(THE TASK):
Which lines below contain the word "target"? Copy out each of those lines in full.

(INFORMATION PROVIDED):

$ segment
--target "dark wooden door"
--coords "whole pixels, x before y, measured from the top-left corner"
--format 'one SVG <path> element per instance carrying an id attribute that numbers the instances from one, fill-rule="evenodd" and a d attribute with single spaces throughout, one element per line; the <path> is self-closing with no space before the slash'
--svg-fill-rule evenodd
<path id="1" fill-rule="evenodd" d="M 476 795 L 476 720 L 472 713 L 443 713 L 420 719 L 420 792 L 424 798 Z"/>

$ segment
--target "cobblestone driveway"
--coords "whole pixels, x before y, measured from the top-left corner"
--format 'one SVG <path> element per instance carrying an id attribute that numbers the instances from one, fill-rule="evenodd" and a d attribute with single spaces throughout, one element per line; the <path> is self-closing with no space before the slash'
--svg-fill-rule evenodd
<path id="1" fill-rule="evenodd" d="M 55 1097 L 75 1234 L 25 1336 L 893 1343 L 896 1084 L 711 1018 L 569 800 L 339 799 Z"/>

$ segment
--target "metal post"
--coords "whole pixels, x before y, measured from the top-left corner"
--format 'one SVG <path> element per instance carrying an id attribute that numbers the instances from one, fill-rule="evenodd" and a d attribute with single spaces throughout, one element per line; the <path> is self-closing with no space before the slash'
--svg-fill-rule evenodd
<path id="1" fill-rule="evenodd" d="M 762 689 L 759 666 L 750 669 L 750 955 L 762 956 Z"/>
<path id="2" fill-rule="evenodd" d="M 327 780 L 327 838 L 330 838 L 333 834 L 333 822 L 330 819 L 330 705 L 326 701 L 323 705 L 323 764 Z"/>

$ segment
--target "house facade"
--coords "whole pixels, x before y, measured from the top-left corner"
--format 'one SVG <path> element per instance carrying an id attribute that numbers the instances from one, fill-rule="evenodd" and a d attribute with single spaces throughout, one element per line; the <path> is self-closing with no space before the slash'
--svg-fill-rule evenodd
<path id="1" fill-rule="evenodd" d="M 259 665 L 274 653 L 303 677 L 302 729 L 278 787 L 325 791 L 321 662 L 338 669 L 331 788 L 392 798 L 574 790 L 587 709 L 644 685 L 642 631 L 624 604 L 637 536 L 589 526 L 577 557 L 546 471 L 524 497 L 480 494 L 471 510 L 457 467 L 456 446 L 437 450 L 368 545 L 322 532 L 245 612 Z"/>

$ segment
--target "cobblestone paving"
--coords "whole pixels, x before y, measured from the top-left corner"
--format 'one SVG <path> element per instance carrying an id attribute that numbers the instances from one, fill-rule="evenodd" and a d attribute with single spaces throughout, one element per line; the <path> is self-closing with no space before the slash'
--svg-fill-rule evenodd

(ANSWER TO THE PROBLEM):
--target "dark wooden door"
--target "cobblestone driveway"
--target "metal post"
--target "house facade"
--target "cobblestone paving"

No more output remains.